* START Record list *

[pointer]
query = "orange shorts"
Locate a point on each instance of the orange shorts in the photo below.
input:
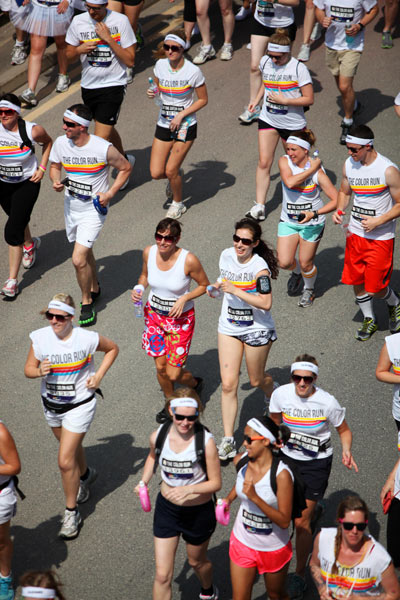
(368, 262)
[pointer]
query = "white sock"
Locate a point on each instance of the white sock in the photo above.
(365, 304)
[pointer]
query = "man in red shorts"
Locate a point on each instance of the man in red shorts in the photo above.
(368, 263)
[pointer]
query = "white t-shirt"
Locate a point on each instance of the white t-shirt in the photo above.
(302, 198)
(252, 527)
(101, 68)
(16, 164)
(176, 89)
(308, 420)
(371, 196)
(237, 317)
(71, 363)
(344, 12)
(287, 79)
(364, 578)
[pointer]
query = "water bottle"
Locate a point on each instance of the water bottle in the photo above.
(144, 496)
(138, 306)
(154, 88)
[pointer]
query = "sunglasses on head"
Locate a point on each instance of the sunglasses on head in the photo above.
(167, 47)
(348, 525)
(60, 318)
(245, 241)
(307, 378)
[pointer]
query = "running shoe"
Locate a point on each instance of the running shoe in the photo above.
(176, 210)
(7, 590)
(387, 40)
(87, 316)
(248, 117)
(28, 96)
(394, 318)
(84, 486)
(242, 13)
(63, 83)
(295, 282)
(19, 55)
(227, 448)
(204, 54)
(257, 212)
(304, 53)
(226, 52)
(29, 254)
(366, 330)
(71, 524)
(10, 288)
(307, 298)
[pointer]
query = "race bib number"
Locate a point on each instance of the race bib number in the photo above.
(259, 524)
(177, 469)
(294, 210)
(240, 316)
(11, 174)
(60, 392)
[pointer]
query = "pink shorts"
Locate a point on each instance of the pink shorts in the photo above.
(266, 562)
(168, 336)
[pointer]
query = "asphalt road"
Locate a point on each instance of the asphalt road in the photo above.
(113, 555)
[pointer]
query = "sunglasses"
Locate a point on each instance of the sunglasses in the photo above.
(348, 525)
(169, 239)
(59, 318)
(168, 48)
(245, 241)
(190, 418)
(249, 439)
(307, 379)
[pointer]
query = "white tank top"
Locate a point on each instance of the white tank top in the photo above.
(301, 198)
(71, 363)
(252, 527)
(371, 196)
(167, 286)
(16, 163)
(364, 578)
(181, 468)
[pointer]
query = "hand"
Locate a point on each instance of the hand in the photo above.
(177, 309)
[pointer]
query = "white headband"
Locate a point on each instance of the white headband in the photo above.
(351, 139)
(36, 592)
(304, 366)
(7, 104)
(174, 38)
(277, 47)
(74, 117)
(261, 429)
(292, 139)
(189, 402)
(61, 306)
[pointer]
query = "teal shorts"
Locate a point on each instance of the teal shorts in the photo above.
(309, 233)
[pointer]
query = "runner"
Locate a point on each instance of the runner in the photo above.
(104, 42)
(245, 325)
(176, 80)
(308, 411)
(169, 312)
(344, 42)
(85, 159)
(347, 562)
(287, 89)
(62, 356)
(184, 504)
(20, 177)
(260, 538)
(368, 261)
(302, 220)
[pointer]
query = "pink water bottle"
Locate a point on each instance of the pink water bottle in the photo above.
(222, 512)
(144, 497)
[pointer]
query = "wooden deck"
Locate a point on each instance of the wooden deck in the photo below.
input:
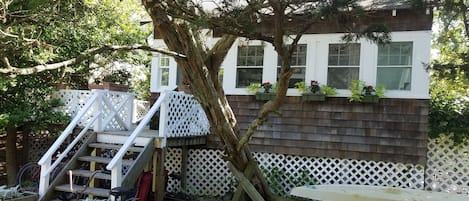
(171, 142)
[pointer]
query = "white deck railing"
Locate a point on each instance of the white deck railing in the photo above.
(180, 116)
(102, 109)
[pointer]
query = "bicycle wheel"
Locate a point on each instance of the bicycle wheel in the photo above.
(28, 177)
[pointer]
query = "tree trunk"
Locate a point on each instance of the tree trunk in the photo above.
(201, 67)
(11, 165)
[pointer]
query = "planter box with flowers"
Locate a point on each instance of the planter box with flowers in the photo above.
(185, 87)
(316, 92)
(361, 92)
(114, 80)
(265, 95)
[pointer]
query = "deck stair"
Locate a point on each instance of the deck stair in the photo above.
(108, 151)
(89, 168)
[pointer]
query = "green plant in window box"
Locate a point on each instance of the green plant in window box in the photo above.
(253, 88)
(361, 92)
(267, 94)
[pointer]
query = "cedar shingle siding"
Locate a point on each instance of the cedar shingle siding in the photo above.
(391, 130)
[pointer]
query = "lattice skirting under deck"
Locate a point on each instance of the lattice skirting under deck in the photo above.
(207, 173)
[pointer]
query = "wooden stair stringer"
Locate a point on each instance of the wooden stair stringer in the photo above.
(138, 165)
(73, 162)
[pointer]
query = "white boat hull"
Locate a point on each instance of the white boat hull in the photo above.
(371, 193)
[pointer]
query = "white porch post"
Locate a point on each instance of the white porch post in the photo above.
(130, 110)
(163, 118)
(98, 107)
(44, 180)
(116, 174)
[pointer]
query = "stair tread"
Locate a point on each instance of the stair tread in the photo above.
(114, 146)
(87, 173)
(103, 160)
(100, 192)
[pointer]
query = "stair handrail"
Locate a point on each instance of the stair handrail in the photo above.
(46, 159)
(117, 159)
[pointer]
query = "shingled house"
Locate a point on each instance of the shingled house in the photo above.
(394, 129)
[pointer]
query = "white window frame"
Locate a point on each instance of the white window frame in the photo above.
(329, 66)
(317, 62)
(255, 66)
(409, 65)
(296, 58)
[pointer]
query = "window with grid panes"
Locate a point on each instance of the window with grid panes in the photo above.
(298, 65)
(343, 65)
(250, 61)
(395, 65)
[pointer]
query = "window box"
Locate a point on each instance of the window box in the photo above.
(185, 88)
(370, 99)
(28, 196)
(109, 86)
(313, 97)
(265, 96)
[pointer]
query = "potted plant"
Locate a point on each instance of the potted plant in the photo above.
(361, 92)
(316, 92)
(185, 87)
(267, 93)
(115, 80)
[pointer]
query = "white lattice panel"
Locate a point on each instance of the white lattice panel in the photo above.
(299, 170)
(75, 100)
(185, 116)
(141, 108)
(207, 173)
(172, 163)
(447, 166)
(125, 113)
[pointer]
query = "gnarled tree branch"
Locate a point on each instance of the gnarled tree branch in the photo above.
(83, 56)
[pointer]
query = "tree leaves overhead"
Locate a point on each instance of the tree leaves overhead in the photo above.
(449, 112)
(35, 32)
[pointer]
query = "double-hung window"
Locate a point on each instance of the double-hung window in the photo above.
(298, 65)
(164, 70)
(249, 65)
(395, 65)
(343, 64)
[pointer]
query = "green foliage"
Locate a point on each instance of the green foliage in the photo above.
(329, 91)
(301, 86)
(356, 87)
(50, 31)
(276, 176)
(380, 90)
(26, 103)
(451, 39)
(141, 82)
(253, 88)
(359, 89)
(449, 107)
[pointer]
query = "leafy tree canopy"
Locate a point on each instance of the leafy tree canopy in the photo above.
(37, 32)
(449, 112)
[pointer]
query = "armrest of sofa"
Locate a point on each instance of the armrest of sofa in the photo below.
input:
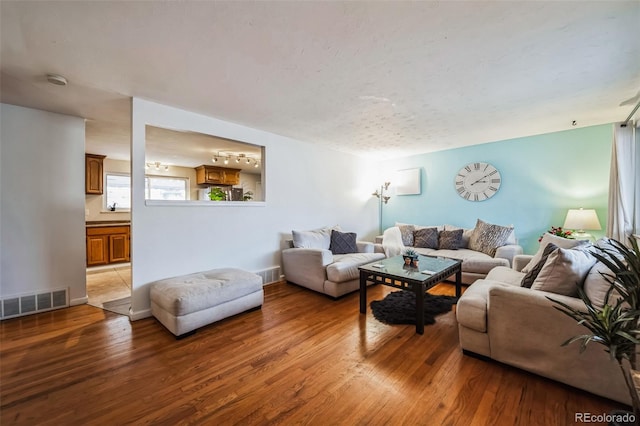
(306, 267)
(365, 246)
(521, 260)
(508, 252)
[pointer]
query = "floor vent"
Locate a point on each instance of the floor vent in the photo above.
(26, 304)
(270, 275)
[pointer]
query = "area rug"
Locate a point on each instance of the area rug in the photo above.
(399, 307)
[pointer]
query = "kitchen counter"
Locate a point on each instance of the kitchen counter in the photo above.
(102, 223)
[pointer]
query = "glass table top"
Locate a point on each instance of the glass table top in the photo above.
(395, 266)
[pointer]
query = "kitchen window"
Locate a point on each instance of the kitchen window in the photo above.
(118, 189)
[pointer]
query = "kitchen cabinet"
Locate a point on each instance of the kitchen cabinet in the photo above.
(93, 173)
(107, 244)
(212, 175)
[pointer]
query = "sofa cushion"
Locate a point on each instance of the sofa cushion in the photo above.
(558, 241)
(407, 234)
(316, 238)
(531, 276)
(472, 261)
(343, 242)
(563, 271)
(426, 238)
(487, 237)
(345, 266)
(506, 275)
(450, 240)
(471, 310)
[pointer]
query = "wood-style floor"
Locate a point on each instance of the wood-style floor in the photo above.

* END Record list *

## Set exercise
Filter the dataset records above, keeping only the lines that contain the word "road".

## Expected answer
query = "asphalt road"
Locate a point on each instance of the asphalt road in the photo above.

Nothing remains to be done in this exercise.